▶ [The exercise]
Skip every line before the one containing "Locate the tall", then copy that line and the rest of the entries below exactly, through the last line.

▶ [Excerpts from point annotation data]
========
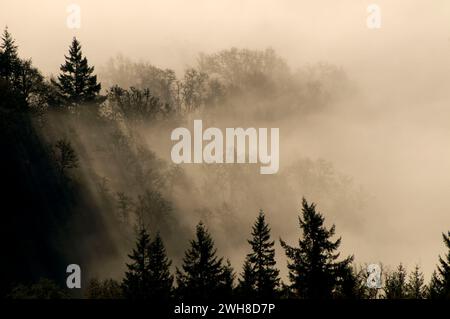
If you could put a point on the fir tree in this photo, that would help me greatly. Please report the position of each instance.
(160, 278)
(434, 287)
(9, 60)
(76, 83)
(442, 277)
(227, 281)
(415, 288)
(395, 286)
(247, 282)
(137, 281)
(261, 261)
(314, 271)
(202, 274)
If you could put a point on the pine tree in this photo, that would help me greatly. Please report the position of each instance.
(415, 288)
(227, 281)
(247, 282)
(76, 83)
(314, 271)
(434, 287)
(160, 278)
(137, 281)
(202, 274)
(395, 286)
(264, 281)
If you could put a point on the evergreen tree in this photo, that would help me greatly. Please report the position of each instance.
(227, 281)
(160, 278)
(20, 74)
(415, 288)
(314, 270)
(440, 283)
(9, 59)
(76, 83)
(202, 276)
(247, 282)
(395, 285)
(434, 287)
(352, 285)
(261, 261)
(137, 281)
(103, 289)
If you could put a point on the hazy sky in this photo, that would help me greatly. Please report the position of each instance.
(396, 143)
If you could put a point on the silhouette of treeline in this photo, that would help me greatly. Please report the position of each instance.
(49, 209)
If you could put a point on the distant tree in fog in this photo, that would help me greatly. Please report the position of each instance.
(104, 289)
(260, 276)
(396, 284)
(160, 278)
(203, 275)
(415, 289)
(136, 284)
(440, 281)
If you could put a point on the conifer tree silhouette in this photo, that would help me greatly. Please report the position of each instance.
(202, 277)
(314, 271)
(415, 289)
(76, 83)
(160, 278)
(137, 281)
(260, 277)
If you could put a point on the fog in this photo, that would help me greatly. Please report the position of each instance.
(390, 137)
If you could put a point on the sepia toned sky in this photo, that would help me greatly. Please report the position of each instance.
(394, 142)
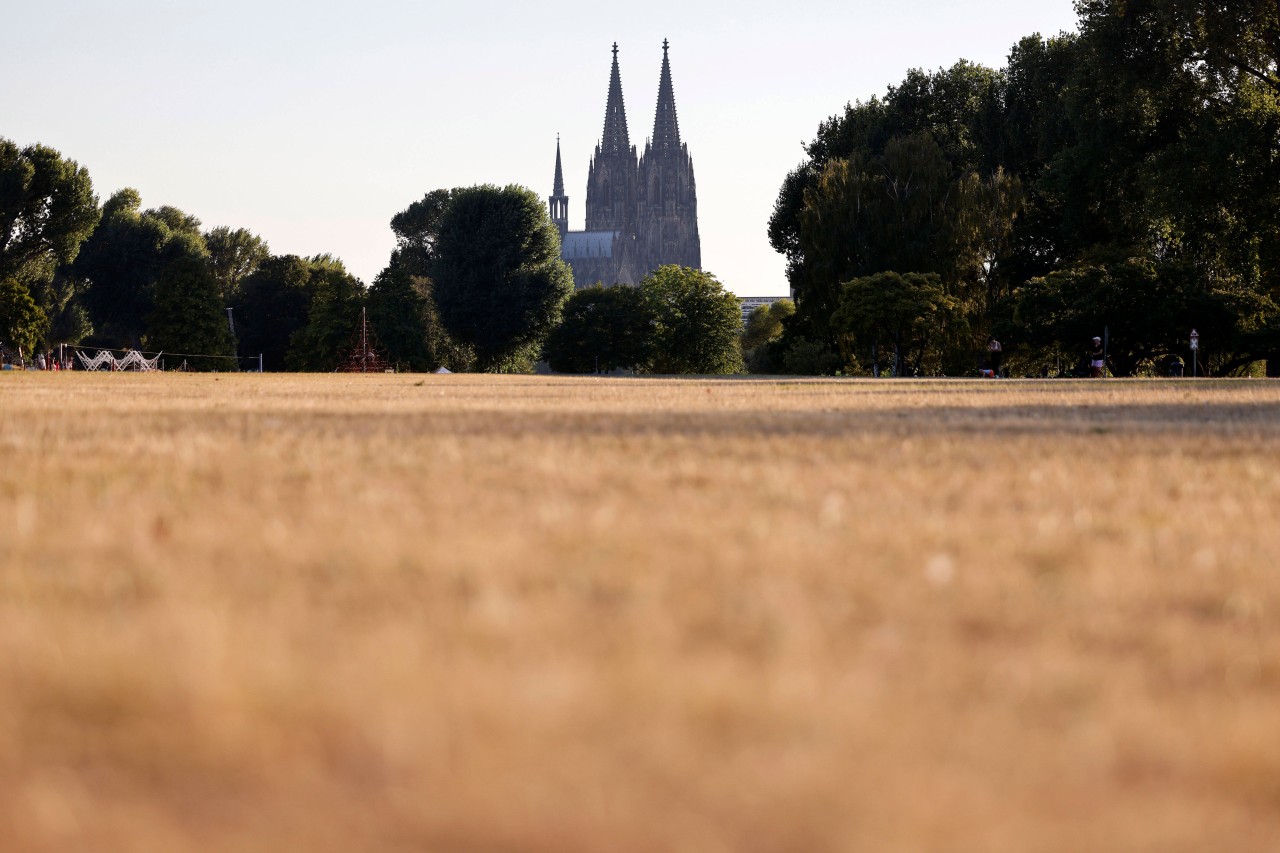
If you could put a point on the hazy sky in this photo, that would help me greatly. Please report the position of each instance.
(312, 123)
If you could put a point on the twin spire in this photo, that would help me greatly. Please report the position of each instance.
(616, 138)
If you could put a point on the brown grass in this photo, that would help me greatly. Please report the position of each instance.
(525, 614)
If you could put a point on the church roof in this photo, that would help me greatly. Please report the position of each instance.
(577, 245)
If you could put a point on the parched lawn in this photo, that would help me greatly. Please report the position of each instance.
(403, 612)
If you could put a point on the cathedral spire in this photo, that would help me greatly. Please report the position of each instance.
(616, 138)
(558, 186)
(666, 128)
(558, 203)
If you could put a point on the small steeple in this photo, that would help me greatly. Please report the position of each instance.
(616, 140)
(558, 186)
(558, 203)
(666, 127)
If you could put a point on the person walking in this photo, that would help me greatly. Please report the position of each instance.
(1097, 359)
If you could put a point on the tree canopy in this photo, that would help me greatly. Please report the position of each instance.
(604, 328)
(497, 277)
(48, 209)
(695, 322)
(1133, 162)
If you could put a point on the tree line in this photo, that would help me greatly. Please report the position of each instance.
(475, 282)
(1125, 177)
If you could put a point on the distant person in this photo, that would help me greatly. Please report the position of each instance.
(1097, 359)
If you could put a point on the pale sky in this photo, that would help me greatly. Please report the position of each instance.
(314, 123)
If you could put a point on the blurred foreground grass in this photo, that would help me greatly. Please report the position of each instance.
(265, 612)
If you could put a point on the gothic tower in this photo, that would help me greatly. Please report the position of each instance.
(611, 182)
(667, 199)
(558, 201)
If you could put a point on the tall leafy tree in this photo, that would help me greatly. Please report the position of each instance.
(603, 329)
(22, 323)
(497, 277)
(695, 322)
(417, 228)
(762, 332)
(234, 255)
(48, 209)
(122, 260)
(905, 315)
(188, 313)
(405, 319)
(333, 316)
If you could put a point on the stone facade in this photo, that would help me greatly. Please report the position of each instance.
(640, 213)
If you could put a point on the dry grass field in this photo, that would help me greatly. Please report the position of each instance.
(397, 612)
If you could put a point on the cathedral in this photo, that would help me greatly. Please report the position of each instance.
(640, 214)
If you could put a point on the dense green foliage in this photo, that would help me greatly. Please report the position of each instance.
(48, 208)
(603, 329)
(298, 313)
(22, 323)
(232, 256)
(333, 318)
(899, 314)
(401, 306)
(695, 323)
(188, 315)
(497, 277)
(764, 328)
(1123, 178)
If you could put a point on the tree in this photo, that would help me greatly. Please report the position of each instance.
(901, 313)
(48, 209)
(403, 318)
(497, 277)
(695, 322)
(122, 260)
(764, 327)
(333, 318)
(417, 228)
(62, 302)
(188, 313)
(272, 305)
(1147, 308)
(232, 256)
(603, 329)
(22, 324)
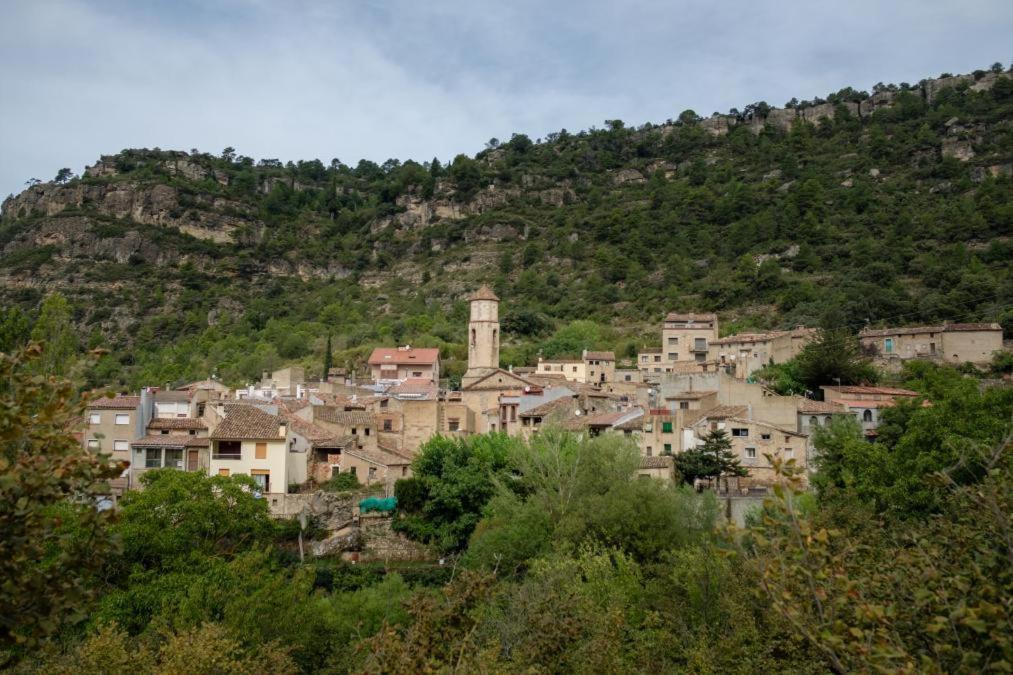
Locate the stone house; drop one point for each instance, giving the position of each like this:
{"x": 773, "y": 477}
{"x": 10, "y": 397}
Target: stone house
{"x": 867, "y": 402}
{"x": 573, "y": 370}
{"x": 752, "y": 442}
{"x": 112, "y": 424}
{"x": 392, "y": 365}
{"x": 949, "y": 343}
{"x": 253, "y": 442}
{"x": 177, "y": 443}
{"x": 687, "y": 336}
{"x": 600, "y": 367}
{"x": 744, "y": 354}
{"x": 660, "y": 467}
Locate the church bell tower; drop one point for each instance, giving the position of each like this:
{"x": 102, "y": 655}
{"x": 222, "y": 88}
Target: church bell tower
{"x": 483, "y": 331}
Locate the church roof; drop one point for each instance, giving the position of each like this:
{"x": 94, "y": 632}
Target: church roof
{"x": 484, "y": 293}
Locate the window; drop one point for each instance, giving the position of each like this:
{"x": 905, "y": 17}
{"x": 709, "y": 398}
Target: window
{"x": 262, "y": 479}
{"x": 173, "y": 458}
{"x": 152, "y": 457}
{"x": 228, "y": 450}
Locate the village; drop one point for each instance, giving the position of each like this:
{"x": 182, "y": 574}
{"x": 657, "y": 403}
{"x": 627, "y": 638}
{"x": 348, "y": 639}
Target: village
{"x": 291, "y": 434}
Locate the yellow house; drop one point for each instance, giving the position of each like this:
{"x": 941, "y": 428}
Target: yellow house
{"x": 250, "y": 441}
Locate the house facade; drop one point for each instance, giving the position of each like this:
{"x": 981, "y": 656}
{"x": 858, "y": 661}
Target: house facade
{"x": 949, "y": 343}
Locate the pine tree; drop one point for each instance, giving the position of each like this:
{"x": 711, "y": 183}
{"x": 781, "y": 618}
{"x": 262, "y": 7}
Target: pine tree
{"x": 327, "y": 361}
{"x": 57, "y": 335}
{"x": 713, "y": 459}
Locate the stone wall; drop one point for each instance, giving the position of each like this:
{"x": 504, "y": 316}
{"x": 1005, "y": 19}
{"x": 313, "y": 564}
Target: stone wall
{"x": 380, "y": 542}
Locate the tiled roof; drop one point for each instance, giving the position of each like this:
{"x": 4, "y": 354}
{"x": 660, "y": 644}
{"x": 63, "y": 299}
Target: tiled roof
{"x": 543, "y": 409}
{"x": 115, "y": 403}
{"x": 807, "y": 405}
{"x": 691, "y": 395}
{"x": 416, "y": 387}
{"x": 690, "y": 316}
{"x": 483, "y": 293}
{"x": 600, "y": 356}
{"x": 379, "y": 456}
{"x": 339, "y": 417}
{"x": 634, "y": 424}
{"x": 883, "y": 391}
{"x": 171, "y": 396}
{"x": 247, "y": 423}
{"x": 171, "y": 441}
{"x": 918, "y": 329}
{"x": 424, "y": 356}
{"x": 176, "y": 423}
{"x": 659, "y": 461}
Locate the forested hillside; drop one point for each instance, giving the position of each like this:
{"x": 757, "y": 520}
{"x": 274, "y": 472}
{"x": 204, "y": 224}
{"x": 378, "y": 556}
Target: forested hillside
{"x": 883, "y": 209}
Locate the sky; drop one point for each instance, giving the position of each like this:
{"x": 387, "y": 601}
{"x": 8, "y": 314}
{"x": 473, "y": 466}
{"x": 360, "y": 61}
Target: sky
{"x": 304, "y": 79}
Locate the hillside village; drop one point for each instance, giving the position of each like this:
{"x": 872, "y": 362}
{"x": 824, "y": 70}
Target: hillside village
{"x": 292, "y": 434}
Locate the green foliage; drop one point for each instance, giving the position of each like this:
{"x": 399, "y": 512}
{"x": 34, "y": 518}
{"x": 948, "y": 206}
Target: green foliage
{"x": 53, "y": 538}
{"x": 710, "y": 460}
{"x": 453, "y": 479}
{"x": 951, "y": 435}
{"x": 835, "y": 357}
{"x": 342, "y": 482}
{"x": 179, "y": 514}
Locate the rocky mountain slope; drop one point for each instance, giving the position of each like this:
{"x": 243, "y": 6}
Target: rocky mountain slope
{"x": 887, "y": 208}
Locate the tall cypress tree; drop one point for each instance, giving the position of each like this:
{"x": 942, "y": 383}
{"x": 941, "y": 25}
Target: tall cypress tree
{"x": 327, "y": 361}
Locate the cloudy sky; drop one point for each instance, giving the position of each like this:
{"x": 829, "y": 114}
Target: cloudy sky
{"x": 415, "y": 79}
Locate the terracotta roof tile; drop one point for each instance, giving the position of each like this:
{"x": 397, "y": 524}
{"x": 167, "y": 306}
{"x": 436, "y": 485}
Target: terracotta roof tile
{"x": 658, "y": 461}
{"x": 404, "y": 357}
{"x": 117, "y": 402}
{"x": 171, "y": 441}
{"x": 483, "y": 293}
{"x": 177, "y": 423}
{"x": 247, "y": 423}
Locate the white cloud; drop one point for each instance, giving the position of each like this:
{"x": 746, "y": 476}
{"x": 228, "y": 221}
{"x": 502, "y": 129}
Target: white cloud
{"x": 412, "y": 80}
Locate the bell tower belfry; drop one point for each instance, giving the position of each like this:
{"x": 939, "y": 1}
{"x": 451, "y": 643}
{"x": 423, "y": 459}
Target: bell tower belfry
========
▶ [Answer to the exercise]
Locate the tall cypress tree; drop one point for each instance, giving the position of each like this:
{"x": 942, "y": 383}
{"x": 941, "y": 25}
Target: tall cypress tree
{"x": 327, "y": 361}
Locate the cloudy sky; drop one point for each instance, giving the position of each like this:
{"x": 829, "y": 114}
Target: cloudy sky
{"x": 415, "y": 79}
Locate the terracotta roof tile; drop one point for each instance, giving the position of each like this:
{"x": 397, "y": 524}
{"x": 167, "y": 306}
{"x": 436, "y": 485}
Target: terracotta roof tile
{"x": 658, "y": 461}
{"x": 404, "y": 357}
{"x": 117, "y": 402}
{"x": 171, "y": 441}
{"x": 483, "y": 293}
{"x": 177, "y": 423}
{"x": 247, "y": 423}
Locate the white cloud; drop one point for each instance, giving the position of each like this:
{"x": 746, "y": 476}
{"x": 228, "y": 221}
{"x": 502, "y": 129}
Target: white cloud
{"x": 412, "y": 80}
Locate the bell tower belfry; drop one point for each instance, giving the position of each like this:
{"x": 939, "y": 1}
{"x": 451, "y": 643}
{"x": 423, "y": 459}
Target: bell tower belfry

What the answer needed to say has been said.